EXERCISE DETAILS >> Restate word for word the lines from the one containing "white ranch house." through the end of the listing below, with both ends included.
____
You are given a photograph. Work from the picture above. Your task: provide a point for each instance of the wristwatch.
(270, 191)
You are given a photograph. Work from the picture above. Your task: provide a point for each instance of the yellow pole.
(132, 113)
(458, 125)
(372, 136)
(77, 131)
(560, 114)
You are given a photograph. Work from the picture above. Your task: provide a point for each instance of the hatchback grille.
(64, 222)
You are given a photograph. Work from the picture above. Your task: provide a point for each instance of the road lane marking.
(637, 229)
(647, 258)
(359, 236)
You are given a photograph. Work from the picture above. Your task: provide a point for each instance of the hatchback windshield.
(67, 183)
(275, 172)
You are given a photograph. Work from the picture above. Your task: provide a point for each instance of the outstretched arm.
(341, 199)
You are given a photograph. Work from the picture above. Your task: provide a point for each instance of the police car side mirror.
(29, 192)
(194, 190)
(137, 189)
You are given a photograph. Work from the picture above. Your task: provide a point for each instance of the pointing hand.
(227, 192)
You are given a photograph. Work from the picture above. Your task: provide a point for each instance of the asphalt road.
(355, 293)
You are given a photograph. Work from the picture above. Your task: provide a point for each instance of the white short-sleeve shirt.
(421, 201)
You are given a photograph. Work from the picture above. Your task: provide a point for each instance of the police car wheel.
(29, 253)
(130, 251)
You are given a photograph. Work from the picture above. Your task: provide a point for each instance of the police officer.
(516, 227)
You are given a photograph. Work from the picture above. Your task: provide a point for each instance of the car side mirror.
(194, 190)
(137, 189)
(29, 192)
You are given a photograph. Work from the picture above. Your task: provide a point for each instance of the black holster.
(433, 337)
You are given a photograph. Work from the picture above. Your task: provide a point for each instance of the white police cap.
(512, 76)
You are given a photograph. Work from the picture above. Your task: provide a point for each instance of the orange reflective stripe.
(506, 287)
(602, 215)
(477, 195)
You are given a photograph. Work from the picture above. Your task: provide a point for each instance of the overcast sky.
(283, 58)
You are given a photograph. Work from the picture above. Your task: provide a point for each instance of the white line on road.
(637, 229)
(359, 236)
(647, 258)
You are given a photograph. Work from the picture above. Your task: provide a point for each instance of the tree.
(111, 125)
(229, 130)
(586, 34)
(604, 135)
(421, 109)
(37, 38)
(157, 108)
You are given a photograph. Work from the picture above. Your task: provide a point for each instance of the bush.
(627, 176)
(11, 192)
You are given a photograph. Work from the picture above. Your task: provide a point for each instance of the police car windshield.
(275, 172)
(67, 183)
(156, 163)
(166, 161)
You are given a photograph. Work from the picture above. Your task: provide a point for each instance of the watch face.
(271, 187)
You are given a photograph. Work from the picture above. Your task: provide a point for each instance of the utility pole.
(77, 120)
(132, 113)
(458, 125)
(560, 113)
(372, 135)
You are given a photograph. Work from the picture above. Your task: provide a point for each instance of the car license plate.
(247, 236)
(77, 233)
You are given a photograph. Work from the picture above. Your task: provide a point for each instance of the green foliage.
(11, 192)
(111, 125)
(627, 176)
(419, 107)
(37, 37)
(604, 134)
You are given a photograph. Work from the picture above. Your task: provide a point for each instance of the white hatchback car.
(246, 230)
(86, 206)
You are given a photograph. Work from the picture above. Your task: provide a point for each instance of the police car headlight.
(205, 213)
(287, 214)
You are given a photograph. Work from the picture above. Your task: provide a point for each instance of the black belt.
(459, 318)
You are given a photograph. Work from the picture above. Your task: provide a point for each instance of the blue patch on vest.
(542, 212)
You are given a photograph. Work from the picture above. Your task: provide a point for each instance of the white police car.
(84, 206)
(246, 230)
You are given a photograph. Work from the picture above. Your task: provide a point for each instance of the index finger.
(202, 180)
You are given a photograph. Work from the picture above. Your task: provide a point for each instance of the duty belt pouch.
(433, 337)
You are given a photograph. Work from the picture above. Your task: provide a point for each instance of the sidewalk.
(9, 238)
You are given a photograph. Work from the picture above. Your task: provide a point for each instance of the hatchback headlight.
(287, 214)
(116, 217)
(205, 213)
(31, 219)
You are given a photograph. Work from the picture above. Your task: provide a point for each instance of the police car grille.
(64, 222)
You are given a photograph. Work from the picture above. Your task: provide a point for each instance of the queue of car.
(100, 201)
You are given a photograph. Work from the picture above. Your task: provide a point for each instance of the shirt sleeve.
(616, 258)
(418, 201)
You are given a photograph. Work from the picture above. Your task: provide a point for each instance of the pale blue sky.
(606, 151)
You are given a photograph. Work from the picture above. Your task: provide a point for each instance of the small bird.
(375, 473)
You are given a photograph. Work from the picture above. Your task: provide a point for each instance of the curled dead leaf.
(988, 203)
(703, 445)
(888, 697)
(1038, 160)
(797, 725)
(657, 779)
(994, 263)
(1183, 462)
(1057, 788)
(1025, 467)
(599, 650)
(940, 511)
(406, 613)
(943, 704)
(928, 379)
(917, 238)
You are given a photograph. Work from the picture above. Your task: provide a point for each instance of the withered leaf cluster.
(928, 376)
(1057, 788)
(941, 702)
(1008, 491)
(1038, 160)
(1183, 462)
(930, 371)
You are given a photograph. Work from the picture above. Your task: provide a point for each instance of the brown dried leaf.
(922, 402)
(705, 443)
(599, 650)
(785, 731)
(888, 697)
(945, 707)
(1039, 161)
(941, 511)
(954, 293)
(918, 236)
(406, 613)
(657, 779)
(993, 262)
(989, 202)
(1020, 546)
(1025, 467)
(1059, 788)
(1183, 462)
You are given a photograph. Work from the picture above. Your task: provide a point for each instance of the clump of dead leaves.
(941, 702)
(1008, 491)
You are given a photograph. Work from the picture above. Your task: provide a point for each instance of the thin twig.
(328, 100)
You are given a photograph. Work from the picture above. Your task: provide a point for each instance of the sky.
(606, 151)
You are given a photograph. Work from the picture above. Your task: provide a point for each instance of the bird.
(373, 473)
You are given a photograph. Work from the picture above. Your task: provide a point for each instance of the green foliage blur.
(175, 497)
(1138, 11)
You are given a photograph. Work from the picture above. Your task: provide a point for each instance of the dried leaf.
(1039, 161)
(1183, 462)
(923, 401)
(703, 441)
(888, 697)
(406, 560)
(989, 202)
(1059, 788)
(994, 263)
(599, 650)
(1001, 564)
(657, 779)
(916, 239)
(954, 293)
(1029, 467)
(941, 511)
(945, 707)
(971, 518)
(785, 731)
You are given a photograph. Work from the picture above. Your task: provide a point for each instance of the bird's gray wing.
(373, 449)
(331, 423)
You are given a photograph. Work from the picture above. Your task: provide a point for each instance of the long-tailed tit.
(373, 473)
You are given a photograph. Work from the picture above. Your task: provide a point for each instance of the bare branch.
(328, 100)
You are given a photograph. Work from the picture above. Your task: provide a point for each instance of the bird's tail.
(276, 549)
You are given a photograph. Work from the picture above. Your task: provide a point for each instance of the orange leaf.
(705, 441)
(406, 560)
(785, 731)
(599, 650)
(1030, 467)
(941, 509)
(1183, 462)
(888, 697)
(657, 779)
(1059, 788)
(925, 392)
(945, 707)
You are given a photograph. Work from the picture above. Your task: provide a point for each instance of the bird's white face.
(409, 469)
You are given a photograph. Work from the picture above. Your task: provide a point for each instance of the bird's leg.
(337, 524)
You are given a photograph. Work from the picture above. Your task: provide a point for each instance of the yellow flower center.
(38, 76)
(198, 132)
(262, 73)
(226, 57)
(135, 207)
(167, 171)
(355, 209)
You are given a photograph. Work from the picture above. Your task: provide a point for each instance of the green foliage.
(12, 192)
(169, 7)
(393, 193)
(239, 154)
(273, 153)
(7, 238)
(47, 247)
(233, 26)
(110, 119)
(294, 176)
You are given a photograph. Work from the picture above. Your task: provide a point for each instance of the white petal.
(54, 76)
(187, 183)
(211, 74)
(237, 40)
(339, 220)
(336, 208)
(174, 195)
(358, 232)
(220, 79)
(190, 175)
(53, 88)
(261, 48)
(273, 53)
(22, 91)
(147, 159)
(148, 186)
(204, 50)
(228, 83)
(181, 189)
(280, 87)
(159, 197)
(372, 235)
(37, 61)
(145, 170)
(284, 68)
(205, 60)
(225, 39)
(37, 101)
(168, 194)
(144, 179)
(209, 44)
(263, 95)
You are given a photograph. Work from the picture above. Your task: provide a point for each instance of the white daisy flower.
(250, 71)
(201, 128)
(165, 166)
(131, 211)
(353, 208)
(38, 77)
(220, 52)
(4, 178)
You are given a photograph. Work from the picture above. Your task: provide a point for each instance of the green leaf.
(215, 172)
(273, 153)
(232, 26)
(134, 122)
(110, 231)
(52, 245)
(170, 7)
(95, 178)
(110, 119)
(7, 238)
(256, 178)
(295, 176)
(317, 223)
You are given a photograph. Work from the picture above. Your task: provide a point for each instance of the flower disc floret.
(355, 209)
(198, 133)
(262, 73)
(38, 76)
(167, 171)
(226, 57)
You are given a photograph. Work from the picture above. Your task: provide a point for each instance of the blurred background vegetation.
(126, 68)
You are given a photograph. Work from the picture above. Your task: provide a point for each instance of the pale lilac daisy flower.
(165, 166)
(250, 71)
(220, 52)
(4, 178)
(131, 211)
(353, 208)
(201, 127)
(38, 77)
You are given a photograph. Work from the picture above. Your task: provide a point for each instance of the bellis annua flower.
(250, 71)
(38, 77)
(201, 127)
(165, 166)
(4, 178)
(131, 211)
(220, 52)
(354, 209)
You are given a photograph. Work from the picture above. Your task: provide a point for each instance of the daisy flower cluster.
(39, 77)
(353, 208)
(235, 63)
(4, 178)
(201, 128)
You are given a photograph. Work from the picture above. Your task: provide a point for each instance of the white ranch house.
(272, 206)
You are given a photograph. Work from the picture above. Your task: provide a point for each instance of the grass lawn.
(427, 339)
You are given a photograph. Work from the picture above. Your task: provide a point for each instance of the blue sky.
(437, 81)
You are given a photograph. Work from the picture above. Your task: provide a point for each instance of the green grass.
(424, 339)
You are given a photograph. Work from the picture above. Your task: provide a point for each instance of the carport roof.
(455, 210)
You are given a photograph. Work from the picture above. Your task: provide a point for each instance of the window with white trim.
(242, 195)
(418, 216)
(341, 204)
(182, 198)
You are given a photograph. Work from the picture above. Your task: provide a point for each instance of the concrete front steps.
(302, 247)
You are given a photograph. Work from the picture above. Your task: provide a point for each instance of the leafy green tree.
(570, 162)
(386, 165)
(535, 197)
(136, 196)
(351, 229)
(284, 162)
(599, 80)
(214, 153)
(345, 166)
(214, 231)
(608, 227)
____
OUTPUT BELOW >>
You are given a photograph. Work from the picture above. Your task: provide a point for each instance of the white ranch house.
(272, 206)
You are given a photograph. Work from the picture above. Your task: provide a point for each instance of the grass lawn.
(427, 339)
You are given a photograph. Work from the picture above. Your task: provide a point for each instance of the blue sky.
(437, 81)
You are given a photograph. Work from the picture above. Your task: provide a point for each instance of the green grass.
(424, 339)
You are given a photograph. Work from the picture above. Your task: provide a point for each instance of the carport roof.
(455, 210)
You are given a photograph. Work from the picture above. Your task: provide a point for each instance of the window with white trim.
(242, 195)
(418, 216)
(341, 204)
(182, 198)
You are given a photograph. Work from the picture above. Your task: provide a point for each instance of the concrete front steps.
(302, 247)
You are given a photograph. Work from the picture above. Your task: provide a point for each instance of the leafy green tree.
(570, 162)
(386, 165)
(535, 197)
(136, 196)
(351, 229)
(284, 162)
(599, 80)
(214, 153)
(345, 166)
(214, 231)
(608, 227)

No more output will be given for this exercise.